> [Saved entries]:
○ ○ ○

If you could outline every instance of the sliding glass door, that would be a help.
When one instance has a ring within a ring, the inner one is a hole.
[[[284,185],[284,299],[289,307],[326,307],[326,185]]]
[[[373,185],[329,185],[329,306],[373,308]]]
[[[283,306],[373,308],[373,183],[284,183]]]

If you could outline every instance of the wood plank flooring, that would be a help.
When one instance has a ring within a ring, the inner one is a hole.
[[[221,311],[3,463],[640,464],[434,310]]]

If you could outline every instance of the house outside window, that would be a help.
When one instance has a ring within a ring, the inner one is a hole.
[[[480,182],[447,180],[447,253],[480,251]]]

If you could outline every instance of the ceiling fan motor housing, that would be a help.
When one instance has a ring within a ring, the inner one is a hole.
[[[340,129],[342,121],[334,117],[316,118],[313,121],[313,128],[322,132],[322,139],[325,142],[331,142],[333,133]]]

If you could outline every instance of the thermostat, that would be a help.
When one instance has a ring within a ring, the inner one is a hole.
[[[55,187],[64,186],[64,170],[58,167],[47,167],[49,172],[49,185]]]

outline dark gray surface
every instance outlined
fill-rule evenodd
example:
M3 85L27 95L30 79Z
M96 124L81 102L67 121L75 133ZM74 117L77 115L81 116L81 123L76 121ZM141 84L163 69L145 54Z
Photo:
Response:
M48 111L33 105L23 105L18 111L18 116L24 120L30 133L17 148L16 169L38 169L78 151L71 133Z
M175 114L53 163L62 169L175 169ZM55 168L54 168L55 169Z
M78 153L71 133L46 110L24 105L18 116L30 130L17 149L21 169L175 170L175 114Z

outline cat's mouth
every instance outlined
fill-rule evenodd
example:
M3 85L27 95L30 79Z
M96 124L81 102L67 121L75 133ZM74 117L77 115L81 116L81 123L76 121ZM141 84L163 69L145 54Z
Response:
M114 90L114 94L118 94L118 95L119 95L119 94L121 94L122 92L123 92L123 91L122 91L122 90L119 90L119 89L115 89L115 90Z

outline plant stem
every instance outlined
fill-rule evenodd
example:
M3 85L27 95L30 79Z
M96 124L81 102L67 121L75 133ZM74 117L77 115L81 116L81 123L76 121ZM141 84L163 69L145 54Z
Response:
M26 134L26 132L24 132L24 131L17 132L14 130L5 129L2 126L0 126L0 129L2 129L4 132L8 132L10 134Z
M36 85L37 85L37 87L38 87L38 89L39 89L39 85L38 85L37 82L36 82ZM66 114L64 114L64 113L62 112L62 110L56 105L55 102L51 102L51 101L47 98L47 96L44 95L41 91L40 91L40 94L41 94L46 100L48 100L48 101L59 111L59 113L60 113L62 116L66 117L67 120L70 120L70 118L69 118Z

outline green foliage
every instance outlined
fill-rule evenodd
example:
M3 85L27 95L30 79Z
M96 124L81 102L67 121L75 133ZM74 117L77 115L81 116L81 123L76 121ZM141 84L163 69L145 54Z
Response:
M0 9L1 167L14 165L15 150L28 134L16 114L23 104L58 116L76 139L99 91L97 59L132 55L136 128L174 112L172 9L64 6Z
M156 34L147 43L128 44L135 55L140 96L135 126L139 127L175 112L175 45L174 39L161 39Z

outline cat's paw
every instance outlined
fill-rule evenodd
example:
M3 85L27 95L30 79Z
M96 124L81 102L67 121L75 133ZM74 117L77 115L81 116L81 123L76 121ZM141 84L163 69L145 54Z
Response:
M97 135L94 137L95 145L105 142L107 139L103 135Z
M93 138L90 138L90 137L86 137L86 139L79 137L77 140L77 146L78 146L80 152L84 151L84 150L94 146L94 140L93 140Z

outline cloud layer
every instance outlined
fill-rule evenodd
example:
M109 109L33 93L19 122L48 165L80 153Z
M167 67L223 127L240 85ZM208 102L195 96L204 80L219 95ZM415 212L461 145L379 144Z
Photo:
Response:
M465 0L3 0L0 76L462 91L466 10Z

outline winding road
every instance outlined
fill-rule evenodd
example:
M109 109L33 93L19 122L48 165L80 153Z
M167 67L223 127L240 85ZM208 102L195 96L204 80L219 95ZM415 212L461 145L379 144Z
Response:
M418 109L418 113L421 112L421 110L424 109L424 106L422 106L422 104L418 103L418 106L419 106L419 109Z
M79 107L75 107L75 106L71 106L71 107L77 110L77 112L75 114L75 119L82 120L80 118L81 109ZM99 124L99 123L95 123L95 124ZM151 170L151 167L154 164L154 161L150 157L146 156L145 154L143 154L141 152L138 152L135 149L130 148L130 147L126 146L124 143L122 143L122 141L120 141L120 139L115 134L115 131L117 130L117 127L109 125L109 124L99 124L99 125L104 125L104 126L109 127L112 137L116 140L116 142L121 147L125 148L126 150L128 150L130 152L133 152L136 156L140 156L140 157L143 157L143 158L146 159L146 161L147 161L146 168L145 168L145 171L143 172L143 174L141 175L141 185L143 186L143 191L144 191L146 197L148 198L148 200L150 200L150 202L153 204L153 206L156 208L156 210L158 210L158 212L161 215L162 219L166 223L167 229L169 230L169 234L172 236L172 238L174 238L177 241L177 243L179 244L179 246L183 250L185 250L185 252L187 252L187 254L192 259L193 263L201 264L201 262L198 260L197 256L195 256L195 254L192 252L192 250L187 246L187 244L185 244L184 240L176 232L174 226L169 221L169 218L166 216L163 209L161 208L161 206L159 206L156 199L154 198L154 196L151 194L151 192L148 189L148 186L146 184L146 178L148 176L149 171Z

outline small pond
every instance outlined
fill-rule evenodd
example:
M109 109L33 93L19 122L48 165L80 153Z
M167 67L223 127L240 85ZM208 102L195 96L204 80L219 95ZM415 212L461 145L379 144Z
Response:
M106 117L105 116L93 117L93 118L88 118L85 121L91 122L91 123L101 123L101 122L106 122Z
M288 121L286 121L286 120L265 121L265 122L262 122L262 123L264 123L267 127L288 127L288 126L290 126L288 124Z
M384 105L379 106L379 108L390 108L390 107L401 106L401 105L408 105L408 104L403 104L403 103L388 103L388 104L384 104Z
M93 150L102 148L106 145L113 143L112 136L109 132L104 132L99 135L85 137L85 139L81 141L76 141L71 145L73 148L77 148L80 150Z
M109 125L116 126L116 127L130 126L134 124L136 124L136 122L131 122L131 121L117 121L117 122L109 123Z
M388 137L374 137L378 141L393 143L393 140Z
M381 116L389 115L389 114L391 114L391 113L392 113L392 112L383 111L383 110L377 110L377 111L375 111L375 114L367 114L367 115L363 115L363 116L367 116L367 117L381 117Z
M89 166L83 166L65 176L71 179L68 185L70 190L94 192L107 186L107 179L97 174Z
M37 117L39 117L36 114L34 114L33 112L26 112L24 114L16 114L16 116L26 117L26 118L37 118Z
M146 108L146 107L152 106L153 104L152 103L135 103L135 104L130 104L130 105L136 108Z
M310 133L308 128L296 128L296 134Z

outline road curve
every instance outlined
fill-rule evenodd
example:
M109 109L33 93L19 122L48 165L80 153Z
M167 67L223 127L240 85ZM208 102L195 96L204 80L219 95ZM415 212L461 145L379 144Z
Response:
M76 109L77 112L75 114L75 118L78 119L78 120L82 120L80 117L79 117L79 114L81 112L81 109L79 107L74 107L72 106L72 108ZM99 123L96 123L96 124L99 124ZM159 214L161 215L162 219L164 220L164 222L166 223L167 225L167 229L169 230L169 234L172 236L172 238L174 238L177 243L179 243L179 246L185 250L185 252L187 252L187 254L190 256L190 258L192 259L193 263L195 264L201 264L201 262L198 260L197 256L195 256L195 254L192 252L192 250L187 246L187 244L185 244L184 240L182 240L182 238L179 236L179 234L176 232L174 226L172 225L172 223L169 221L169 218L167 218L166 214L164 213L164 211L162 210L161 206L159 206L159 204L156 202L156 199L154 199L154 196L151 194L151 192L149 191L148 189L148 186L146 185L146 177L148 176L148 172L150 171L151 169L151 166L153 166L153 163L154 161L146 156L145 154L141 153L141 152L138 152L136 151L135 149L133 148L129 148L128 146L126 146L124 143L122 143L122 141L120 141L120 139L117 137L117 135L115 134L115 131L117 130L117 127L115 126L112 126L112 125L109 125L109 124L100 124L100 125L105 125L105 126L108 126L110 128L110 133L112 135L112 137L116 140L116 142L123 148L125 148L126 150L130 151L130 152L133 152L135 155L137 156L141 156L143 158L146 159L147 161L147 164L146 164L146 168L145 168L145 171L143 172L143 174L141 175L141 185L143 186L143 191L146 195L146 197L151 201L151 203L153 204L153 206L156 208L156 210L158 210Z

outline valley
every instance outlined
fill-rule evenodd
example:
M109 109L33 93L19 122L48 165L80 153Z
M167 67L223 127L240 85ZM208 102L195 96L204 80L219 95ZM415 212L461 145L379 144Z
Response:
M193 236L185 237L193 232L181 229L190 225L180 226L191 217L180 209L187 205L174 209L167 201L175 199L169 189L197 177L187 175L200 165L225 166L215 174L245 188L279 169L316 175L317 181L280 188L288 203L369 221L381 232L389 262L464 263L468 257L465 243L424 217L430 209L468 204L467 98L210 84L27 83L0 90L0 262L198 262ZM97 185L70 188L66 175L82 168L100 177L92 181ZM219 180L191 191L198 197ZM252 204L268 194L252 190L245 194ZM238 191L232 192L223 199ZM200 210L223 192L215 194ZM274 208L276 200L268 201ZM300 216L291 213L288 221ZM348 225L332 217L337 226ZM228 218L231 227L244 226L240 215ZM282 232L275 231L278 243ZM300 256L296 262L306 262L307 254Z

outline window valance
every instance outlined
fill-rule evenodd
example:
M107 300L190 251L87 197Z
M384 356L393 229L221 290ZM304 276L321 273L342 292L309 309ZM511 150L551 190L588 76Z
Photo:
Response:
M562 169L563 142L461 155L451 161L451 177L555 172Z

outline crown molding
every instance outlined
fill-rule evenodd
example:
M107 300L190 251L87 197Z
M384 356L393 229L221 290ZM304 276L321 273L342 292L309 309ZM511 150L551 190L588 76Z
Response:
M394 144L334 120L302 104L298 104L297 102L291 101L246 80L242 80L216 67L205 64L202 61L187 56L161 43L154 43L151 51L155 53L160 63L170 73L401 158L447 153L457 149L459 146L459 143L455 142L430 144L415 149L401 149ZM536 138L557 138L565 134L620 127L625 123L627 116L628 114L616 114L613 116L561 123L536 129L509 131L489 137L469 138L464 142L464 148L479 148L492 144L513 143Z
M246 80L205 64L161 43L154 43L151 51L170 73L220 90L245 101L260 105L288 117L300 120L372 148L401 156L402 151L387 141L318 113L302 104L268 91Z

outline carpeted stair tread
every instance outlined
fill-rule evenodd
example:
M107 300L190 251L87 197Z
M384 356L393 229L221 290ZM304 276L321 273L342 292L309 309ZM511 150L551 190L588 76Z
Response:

○ ○ ○

> [Assignment]:
Read through the records above and copy the lines that contain "road".

> [Solution]:
outline winding road
outline road curve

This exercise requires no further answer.